Switch every "sports field marking" in the data below to "court line", leaving everything else unchanged.
— Begin —
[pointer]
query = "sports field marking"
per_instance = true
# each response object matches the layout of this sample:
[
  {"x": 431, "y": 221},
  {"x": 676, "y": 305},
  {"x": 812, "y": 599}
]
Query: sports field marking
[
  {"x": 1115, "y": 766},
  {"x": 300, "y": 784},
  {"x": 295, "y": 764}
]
— End —
(ANSWER FOR THE TASK)
[pointer]
query = "court line"
per_instance = true
# each response object matches the layout of this sample:
[
  {"x": 431, "y": 221},
  {"x": 676, "y": 305},
  {"x": 812, "y": 599}
]
Query: court line
[
  {"x": 1115, "y": 766},
  {"x": 300, "y": 784},
  {"x": 295, "y": 764}
]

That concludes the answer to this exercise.